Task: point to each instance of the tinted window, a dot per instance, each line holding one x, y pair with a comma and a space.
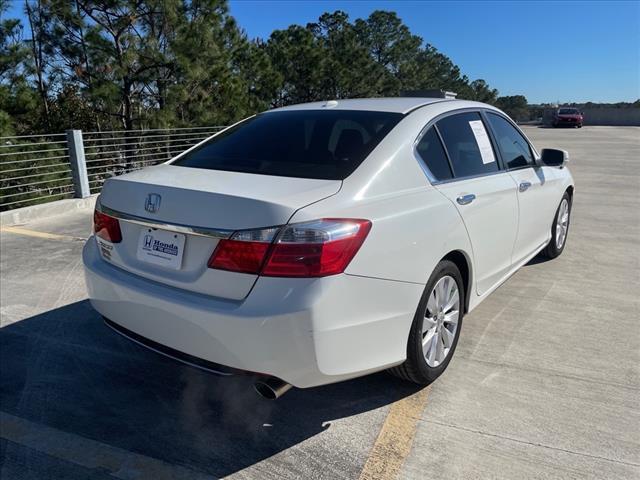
326, 144
464, 135
513, 146
433, 155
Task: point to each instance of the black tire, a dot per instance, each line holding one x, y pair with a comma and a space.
415, 368
551, 250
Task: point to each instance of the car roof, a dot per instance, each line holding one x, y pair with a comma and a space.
383, 104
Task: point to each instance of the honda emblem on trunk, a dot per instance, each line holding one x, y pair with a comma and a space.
152, 203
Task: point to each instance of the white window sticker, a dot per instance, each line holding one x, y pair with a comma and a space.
484, 144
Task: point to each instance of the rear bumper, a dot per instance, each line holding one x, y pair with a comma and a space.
306, 332
567, 122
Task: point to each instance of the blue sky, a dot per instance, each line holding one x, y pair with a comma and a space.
548, 51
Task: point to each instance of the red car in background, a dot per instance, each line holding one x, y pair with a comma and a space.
570, 117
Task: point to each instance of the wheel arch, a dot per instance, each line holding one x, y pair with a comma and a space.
463, 262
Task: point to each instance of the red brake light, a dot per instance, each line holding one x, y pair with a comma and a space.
311, 249
106, 227
316, 249
239, 256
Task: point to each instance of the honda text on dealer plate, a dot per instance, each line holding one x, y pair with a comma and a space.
320, 242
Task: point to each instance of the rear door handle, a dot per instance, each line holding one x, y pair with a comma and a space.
466, 199
524, 186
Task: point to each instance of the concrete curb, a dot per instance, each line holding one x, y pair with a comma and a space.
23, 215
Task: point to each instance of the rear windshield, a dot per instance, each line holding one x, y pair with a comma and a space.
323, 144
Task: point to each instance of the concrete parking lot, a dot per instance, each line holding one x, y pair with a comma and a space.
545, 382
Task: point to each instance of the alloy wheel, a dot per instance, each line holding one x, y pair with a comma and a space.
440, 322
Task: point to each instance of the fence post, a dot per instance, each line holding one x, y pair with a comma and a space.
78, 164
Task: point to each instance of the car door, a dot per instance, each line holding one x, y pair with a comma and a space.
535, 184
483, 193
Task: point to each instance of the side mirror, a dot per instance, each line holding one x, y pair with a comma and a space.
552, 157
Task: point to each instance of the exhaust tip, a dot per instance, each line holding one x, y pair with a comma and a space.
271, 388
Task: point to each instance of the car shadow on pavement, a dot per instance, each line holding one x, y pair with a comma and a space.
65, 369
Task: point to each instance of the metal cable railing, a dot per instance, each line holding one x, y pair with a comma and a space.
113, 153
33, 169
41, 168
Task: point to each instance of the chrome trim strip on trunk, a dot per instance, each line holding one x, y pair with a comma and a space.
172, 227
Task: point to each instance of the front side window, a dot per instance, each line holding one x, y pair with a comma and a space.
433, 155
468, 144
513, 147
322, 144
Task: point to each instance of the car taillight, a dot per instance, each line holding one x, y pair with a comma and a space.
244, 252
310, 249
106, 227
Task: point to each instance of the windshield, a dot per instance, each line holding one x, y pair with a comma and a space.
322, 144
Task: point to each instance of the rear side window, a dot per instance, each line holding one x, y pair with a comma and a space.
513, 147
468, 144
322, 144
433, 155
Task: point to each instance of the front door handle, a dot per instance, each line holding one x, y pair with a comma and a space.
524, 186
466, 199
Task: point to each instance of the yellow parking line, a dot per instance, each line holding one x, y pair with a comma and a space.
33, 233
394, 441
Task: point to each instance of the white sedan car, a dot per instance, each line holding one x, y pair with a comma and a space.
320, 242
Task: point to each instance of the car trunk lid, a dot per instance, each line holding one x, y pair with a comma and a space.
186, 211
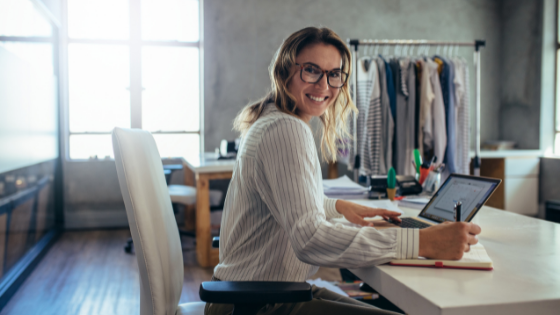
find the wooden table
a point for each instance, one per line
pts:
(205, 168)
(525, 280)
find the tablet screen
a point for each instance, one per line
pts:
(471, 191)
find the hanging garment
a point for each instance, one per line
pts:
(369, 116)
(398, 113)
(426, 99)
(410, 121)
(447, 75)
(461, 82)
(438, 133)
(391, 87)
(418, 72)
(401, 126)
(387, 123)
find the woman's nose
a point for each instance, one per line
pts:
(323, 84)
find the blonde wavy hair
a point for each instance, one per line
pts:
(335, 119)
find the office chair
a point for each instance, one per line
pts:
(158, 247)
(179, 194)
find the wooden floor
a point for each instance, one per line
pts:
(89, 273)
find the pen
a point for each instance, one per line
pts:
(457, 211)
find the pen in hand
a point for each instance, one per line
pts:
(457, 211)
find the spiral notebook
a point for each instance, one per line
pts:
(476, 258)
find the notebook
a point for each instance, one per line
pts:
(476, 258)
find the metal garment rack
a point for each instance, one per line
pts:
(477, 44)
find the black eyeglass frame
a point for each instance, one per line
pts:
(301, 66)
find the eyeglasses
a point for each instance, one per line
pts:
(311, 73)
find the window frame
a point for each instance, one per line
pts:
(555, 149)
(135, 45)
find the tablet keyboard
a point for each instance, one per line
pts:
(412, 224)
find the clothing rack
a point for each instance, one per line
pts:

__________

Render every line of the items above as a JSON list of strings, one string per line, skipping blank lines and leaving out the pictures.

▶ Output of the exercise
[
  "Task: point to each instance of the tinted window, a dot per instance, each line holding one x, y pair with a comma and a space.",
  "326, 144",
  "464, 135",
  "513, 146",
  "433, 155",
  "Task: point to each instance of the black tire, a dot per instance, each line holding one x, y pair with a comma and a space.",
  "415, 368",
  "551, 250",
  "Task: point to each instance of the car roof, a dot per instance, each line holding one x, y pair with a comma and a space.",
  "383, 104",
  "Task: point to each instance of the honda emblem on trunk, a dot per instance, each line holding one x, y pair with a comma and a space.",
  "152, 203",
  "Task: point to each instance of the white window sticker, a dot per instance, each line holding one x, y pair with a comma and a space.",
  "484, 144",
  "Task: point to each instance of the rear bumper, a dot per instance, each line holding one x, y pair with a comma and a space.",
  "306, 332",
  "567, 122",
  "Task: point to each instance of the blue sky, a dot per instance, each line holding one x, y pair with a comma and a space.",
  "548, 51",
  "Task: point to each instance of the red car in background, a dot per instance, each line holding one x, y pair with a comma and a space.",
  "570, 117",
  "Task: point to each instance of the wheel arch, a dot per instance, each line holding one x, y pair with a comma and a space.",
  "463, 262",
  "Task: point to each instance of the red brake light, a dot per instance, each line holding one x, y pair with a comma and a space.",
  "311, 249",
  "106, 227",
  "316, 249",
  "239, 256",
  "Task: point to each instance of the honda text on dealer plate, a dot per instance, each line holding one x, y pair with a comma and a space.",
  "320, 242",
  "Task: point to each instance of the rear door handle, a dot per instance, each line holding one x, y pair with a comma and a space.",
  "466, 199",
  "524, 186",
  "Task: point to each instance of the concrete curb, a dot per instance, each line holding one x, y pair with a comma and a space.",
  "23, 215",
  "Task: point to each instance of the rear windshield, a dot per instance, each line holding one x, y pair with a comma and a space.",
  "323, 144",
  "Task: point to each instance of the concrete parking lot, a dot per instance, each line holding one x, y pair with a comma and a space.",
  "545, 382",
  "Task: point to each instance of the alloy wheel, a dot per instance, each line holding one x, y pair with a comma and a space.",
  "440, 322",
  "Task: point to each instance of the fence post, a dot per instance, each line holding one x, y pair with a comma and a space.",
  "78, 164",
  "Task: point to each instance of the car door, a dot per instance, each line holding one x, y pair with a comma and a space.",
  "535, 184",
  "483, 193",
  "Task: point to each instance of the side mirror, a dot per instance, each line holding one x, y pair with a comma and a space.",
  "552, 157",
  "Task: point to each instance of the exhaust tip, a dot per instance, each line holding one x, y pair with a comma and a space.",
  "271, 388",
  "Task: point to each instance of the car shadow on pavement, a dot per instance, each line holding one x, y pair with a comma and a space.",
  "65, 369",
  "Task: point to each instance of the metal cable railing, a dot per instance, each line holding one x, y pair with a comma and a space.",
  "113, 153",
  "33, 169",
  "41, 168",
  "Task: point to each instance of the chrome trim strip on trunk, a dot per instance, each line holding one x, y pair with a comma and a space.",
  "172, 227",
  "Task: point to each instance of the front side window, a dot per instance, each line holding one x, y pair with a comma and a space.",
  "433, 155",
  "468, 144",
  "513, 147",
  "322, 144",
  "Task: point to each instance of the car taillight, a dot per instance, each line holding one x, y pair with a comma and a space.",
  "244, 252",
  "310, 249",
  "106, 227",
  "Task: point to each instance of the windshield, a dot per instance, each line holding one x, y pair with a comma and a space.",
  "322, 144",
  "Task: point to each instance of the rear side window, a dot per instance, each line holding one x, y pair with a comma and a space.",
  "513, 147",
  "468, 144",
  "322, 144",
  "433, 155",
  "Task: point to each instance of the front door handle, a dot per instance, each line holding one x, y pair with a comma and a space.",
  "524, 186",
  "466, 199",
  "Task: point to each instance of the yellow parking line, a dot per instance, each line holding one x, y pair with a comma and a space.",
  "33, 233",
  "394, 441",
  "Task: point to each instance of the white sedan car, a dot per instance, each line holding one x, y pair with a comma and a space.",
  "320, 242",
  "Task: point to each instance of the car trunk lid, a dot per instance, each line holding one x, y pair with a comma and a space.",
  "186, 211",
  "find the wooden table",
  "a point for each instance, one per line",
  "pts:",
  "(205, 168)",
  "(525, 280)",
  "find the tablet screen",
  "a point for each instance, one per line",
  "pts:",
  "(471, 191)",
  "find the hanging garment",
  "a point for each instance, one per line",
  "pts:",
  "(369, 116)",
  "(398, 113)",
  "(426, 99)",
  "(410, 121)",
  "(447, 75)",
  "(461, 82)",
  "(438, 133)",
  "(391, 87)",
  "(418, 72)",
  "(401, 126)",
  "(387, 123)",
  "find the woman's nose",
  "a point for each instance, one per line",
  "pts:",
  "(323, 84)",
  "find the blonde wavy hair",
  "a point for each instance, one per line",
  "pts:",
  "(335, 119)",
  "find the office chair",
  "a point for each instance, one per line",
  "pts:",
  "(158, 247)",
  "(179, 194)",
  "find the wooden floor",
  "a point for each instance, one per line",
  "pts:",
  "(89, 273)",
  "find the pen",
  "a point for each instance, one per line",
  "pts:",
  "(457, 211)",
  "find the pen in hand",
  "a point for each instance, one per line",
  "pts:",
  "(457, 211)",
  "find the spiral notebook",
  "a point for each instance, one per line",
  "pts:",
  "(476, 258)",
  "find the notebook",
  "a point for each instance, one per line",
  "pts:",
  "(476, 258)",
  "find the metal garment rack",
  "a point for each instance, one per line",
  "pts:",
  "(477, 44)",
  "find the black eyeglass frame",
  "a point for each instance, one per line",
  "pts:",
  "(301, 66)",
  "find the eyeglasses",
  "a point for each instance, one per line",
  "pts:",
  "(311, 73)",
  "find the window frame",
  "a point for each instance, one per line",
  "pts:",
  "(555, 149)",
  "(135, 45)",
  "find the tablet keyboard",
  "a point for each instance, one per line",
  "pts:",
  "(412, 224)",
  "find the clothing rack",
  "a point for each instance, one per line",
  "pts:"
]